[Opening EXCERPTED TEXT section]

Overwriting bq2gcs.yaml


In [28]:
%%writefile trainjob.yaml

name: trainjob
    
description: |
    This component trains a model to predict that taxi fare in NY.
    It takes as argument a GCS bucket and expects its training and
    eval data to be at gs://<BUCKET>/taxifare/data/ and will export
    the trained model at  gs://<BUCKET>/taxifare/model/.
        
inputs:
    - {name: Input Bucket , type: String, description: 'GCS directory path.'}

implementation:
    container:
        image: gcr.io/qwiklabs-gcp-00-568a75dfa3e1/taxifare-trainjob
        args: [{inputValue: Input Bucket}]

Overwriting trainjob.yaml


In [29]:
%%writefile deploymodel.yaml

name: deploymodel
    
description: |
    This component deploys a trained taxifare model on GCP as taxifare:dnn.
    It takes as argument a GCS bucket and expects the model to deploy 
    to be found at gs://<BUCKET>/taxifare/model/export/savedmodel/
        
inputs:
    - {name: Input Bucket , type: String, description: 'GCS directory path.'}

implementation:
    container:
        image: gcr.io/qwiklabs-gcp-00-568a75dfa3e1/taxifare-deploymodel
        args: [{inputValue: Input Bucket}]

Overwriting deploymodel.yaml


## Create a Kubeflow pipeline

The code below creates a kubeflow pipeline by decorating a regular function with the
`@dsl.pipeline` decorator. Now the arguments of this decorated function will be
the input parameters of the Kubeflow pipeline.

[Closing EXCERPTED TEXT section]

WHAT THE TASK REQUIRES
Reproduce the notebook excerpt on Kubeflow pipeline components above in full, character for character.

[Opening SUPPLIED MATERIAL section]

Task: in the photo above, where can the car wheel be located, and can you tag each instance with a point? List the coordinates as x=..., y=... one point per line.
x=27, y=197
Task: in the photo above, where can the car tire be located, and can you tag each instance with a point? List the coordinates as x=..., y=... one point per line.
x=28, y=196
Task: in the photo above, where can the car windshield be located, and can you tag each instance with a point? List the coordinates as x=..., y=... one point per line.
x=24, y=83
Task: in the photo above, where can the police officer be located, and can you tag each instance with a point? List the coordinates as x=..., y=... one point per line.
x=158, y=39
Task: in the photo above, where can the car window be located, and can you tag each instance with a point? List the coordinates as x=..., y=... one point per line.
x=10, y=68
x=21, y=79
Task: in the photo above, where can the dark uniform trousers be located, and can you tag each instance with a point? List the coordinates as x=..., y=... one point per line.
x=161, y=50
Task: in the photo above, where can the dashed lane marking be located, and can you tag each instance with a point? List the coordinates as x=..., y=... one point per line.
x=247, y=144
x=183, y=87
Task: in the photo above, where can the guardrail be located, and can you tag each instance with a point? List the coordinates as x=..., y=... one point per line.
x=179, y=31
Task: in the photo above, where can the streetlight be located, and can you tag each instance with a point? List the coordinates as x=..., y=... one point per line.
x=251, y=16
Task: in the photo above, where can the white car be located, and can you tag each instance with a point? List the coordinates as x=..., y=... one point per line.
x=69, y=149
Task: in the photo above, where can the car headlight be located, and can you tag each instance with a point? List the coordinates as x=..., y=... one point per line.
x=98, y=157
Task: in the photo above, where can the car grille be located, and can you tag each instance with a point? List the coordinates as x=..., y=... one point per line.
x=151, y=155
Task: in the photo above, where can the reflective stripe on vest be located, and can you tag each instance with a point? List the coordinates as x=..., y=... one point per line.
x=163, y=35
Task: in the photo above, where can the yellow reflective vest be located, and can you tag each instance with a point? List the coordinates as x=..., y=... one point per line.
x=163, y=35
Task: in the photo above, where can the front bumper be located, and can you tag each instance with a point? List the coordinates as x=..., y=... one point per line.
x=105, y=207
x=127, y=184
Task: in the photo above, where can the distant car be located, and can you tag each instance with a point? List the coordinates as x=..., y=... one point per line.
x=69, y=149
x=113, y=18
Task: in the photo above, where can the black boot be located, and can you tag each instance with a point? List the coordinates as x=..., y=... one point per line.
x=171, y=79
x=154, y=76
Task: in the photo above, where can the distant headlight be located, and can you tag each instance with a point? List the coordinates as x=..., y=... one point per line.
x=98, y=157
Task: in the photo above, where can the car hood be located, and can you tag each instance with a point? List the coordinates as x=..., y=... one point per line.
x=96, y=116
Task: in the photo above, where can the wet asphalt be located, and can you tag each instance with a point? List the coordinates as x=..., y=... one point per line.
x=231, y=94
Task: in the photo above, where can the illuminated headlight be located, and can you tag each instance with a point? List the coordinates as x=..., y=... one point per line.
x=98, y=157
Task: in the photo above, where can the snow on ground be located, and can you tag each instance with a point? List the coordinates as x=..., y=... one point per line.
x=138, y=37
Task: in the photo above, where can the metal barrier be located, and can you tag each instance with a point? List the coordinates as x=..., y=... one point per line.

[Closing SUPPLIED MATERIAL section]

RESULT FOR THIS EXERCISE
Overwriting bq2gcs.yaml


In [28]:
%%writefile trainjob.yaml

name: trainjob
    
description: |
    This component trains a model to predict that taxi fare in NY.
    It takes as argument a GCS bucket and expects its training and
    eval data to be at gs://<BUCKET>/taxifare/data/ and will export
    the trained model at  gs://<BUCKET>/taxifare/model/.
        
inputs:
    - {name: Input Bucket , type: String, description: 'GCS directory path.'}

implementation:
    container:
        image: gcr.io/qwiklabs-gcp-00-568a75dfa3e1/taxifare-trainjob
        args: [{inputValue: Input Bucket}]

Overwriting trainjob.yaml


In [29]:
%%writefile deploymodel.yaml

name: deploymodel
    
description: |
    This component deploys a trained taxifare model on GCP as taxifare:dnn.
    It takes as argument a GCS bucket and expects the model to deploy 
    to be found at gs://<BUCKET>/taxifare/model/export/savedmodel/
        
inputs:
    - {name: Input Bucket , type: String, description: 'GCS directory path.'}

implementation:
    container:
        image: gcr.io/qwiklabs-gcp-00-568a75dfa3e1/taxifare-deploymodel
        args: [{inputValue: Input Bucket}]

Overwriting deploymodel.yaml


## Create a Kubeflow pipeline

The code below creates a kubeflow pipeline by decorating a regular function with the
`@dsl.pipeline` decorator. Now the arguments of this decorated function will be
the input parameters of the Kubeflow pipeline.